■ **Requirement**
Relabel the records below by changing every "Target" to "Object" and keeping all other text unchanged. Omit the pictures from your reproduction.
-------
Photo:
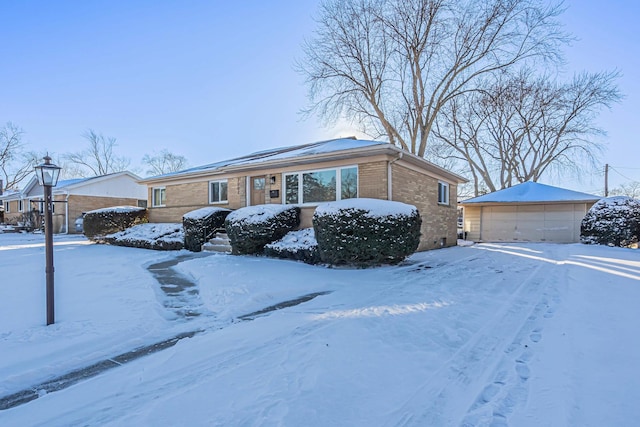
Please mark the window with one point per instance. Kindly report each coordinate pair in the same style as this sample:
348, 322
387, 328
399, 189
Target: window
259, 183
218, 191
158, 196
321, 186
443, 193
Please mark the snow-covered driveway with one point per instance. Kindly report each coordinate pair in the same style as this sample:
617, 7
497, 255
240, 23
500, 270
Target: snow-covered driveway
517, 334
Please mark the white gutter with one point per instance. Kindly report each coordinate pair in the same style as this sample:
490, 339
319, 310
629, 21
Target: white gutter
389, 176
66, 211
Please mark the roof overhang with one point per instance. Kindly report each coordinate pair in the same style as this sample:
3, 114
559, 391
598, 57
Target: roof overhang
541, 202
348, 154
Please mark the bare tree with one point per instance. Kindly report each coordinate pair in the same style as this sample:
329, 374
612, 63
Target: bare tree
520, 127
99, 158
632, 189
164, 162
16, 164
391, 66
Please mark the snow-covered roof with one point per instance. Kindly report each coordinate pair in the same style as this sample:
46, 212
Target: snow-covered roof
307, 153
281, 153
532, 192
71, 183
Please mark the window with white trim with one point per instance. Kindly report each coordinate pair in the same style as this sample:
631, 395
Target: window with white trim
218, 191
443, 193
323, 185
158, 196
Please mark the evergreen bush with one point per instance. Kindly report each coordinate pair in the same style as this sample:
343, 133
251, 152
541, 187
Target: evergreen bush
300, 245
614, 221
251, 228
100, 222
366, 232
201, 224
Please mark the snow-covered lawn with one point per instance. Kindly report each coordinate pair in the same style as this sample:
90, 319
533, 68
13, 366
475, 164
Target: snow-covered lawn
490, 334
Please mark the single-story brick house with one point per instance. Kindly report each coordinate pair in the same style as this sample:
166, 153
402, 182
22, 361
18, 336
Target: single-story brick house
527, 212
307, 175
73, 197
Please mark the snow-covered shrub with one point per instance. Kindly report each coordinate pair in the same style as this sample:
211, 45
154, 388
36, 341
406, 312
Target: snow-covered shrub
100, 222
201, 224
300, 245
158, 236
614, 221
252, 227
366, 232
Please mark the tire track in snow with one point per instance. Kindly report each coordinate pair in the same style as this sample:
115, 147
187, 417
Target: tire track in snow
466, 372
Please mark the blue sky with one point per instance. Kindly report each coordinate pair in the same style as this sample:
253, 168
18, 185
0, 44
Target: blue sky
212, 80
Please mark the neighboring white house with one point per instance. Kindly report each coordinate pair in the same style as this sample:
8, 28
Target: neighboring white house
73, 197
528, 212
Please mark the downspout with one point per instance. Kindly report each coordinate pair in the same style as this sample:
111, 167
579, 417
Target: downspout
66, 211
389, 176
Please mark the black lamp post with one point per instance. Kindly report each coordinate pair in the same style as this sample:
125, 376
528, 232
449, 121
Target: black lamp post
47, 174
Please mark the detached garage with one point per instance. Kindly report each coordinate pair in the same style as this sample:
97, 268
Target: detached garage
528, 212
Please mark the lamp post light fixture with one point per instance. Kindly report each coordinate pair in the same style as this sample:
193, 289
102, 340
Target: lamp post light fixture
47, 175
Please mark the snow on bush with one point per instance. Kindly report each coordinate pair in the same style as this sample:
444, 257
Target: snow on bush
159, 236
300, 245
366, 232
614, 221
100, 222
201, 224
251, 228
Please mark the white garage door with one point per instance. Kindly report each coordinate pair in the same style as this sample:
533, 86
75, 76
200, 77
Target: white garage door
559, 223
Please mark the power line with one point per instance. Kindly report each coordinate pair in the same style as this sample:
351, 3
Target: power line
618, 172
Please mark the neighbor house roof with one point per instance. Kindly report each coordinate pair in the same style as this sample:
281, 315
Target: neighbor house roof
532, 192
72, 183
305, 154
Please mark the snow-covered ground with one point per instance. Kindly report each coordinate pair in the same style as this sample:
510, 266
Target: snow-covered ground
490, 334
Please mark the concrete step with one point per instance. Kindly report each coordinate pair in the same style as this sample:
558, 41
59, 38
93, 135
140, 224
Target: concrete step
219, 243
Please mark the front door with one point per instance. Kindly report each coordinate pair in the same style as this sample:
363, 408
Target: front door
258, 184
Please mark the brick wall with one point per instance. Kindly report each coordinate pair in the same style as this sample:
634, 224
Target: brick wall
-------
■ **Solution to this exercise**
Photo:
Please mark the window with one point per instance. Kindly report each coordinate pair in the same style as this sample:
348, 322
387, 328
399, 189
Object: window
259, 183
218, 191
158, 196
321, 186
443, 193
Please mark the snow-covered driveway with one point per instance. Kindly report each coordinate pair in the same style as this sample:
617, 7
497, 255
240, 23
500, 270
Object: snow-covered driveway
517, 334
Please mark the white gutter with one point per instance. Kindly report each coordinate pair in the same style as this sample:
490, 339
319, 310
629, 21
Object: white gutter
389, 176
66, 211
Please mark the roof overhang with one point per instance. Kindly report each coordinate pair in the same style as this sample:
3, 114
559, 391
598, 57
Object: roof overhang
541, 202
348, 154
Please mark the bare tree with one point per instance. Kindly report each coordinate pair in the same style as this sample:
329, 374
612, 63
Object: bare tree
520, 127
99, 158
632, 189
164, 162
16, 164
391, 66
Please mark the snow-covered roof with one point per instance. Kindly report each coordinate pair in the same style as this sample:
46, 212
Object: snow-covered roof
307, 153
281, 153
532, 192
71, 183
Please mark the window with white trim with one point per instance. Kindly report each coordinate pair in the same style as this sample:
631, 395
Object: window with white trim
218, 191
443, 193
323, 185
158, 196
Please mark the evergreen bush with one point per instance. Kindly report each coordinate pair in the same style as this sample:
343, 133
251, 152
541, 187
Object: evergreen bush
300, 245
614, 221
251, 228
100, 222
366, 232
201, 224
Please mark the snow-covered lawn with one point per instance. Kindly report each coordinate pair in the same style as this sample:
90, 319
533, 68
13, 366
475, 164
Object: snow-covered lawn
490, 334
Please mark the single-story brick house with one point per instance. Kindly report each coordinate pair in the same style as this sample:
166, 153
402, 182
22, 361
18, 336
Object: single-story brick house
527, 212
307, 175
73, 197
Please mark the snow-covered shrub with one point per instance. Kindly report each coordinate pair in the same style as this sample:
211, 45
154, 388
36, 341
406, 312
Object: snow-covered shrub
100, 222
201, 224
300, 245
158, 236
614, 221
252, 227
366, 232
Please mark the tire track in snow with one point per instance. Kindly report each coordinate pair in the same style as this sample:
115, 147
187, 417
Object: tire track in snow
466, 372
Please mark the blue sky with one point per instance. Kindly report each coordinate pair in the same style as this sample:
253, 168
18, 185
0, 44
Object: blue sky
212, 80
Please mark the neighboring white house with one point per instance. Kindly report each coordinate pair in the same style as this sample:
8, 28
Object: neighboring white house
73, 197
528, 212
Please mark the downspout with one point per instance. Kindly report each coordinate pair in the same style as this sample:
111, 167
579, 417
Object: downspout
66, 211
389, 176
Please mark the black lamp post with one point per instance. Kindly report each coordinate pair in the same style as this sample:
125, 376
528, 232
449, 121
Object: black lamp post
47, 174
Please mark the detached garage with one point per instance. Kindly report each coordinate pair in the same style as this sample:
97, 268
Object: detached garage
528, 212
Please mark the lamp post light fixture with one point per instance. Kindly report each coordinate pair in the same style as this sample:
193, 289
102, 340
Object: lamp post light fixture
47, 175
Please mark the snow on bush with one point per instance. Kindly report each coordinate pair in the same style as this sample:
444, 257
Object: snow on bush
159, 236
300, 245
366, 232
614, 221
100, 222
201, 224
251, 228
Please mark the white garage door with one point per instance. Kindly report each coordinate pair in the same style as this sample:
533, 86
75, 76
200, 77
Object: white garage door
559, 223
Please mark the power line with one point per instance. Kindly report each coordinate pair in the same style as this sample:
351, 3
Object: power line
618, 172
Please mark the neighbor house roof with one point per instance. Kindly report each coordinate pair in the same style as this sample:
281, 315
Object: neighbor house roof
532, 192
72, 183
305, 154
Please mark the snow-covered ground with one point per instance. Kindly report each coordinate pair in the same style as this sample:
510, 266
Object: snow-covered ground
490, 334
Please mark the concrete step with one point per instance. Kindly report each coordinate pair in the same style as this sample:
558, 41
59, 38
93, 135
140, 224
Object: concrete step
219, 243
Please mark the front door with one point per instance. Kindly report each coordinate pair in the same style as this sample:
363, 408
Object: front door
258, 184
Please mark the brick wall with one point per instance. Kindly report each coordinate pair in the same style as this sample:
634, 224
Object: brick wall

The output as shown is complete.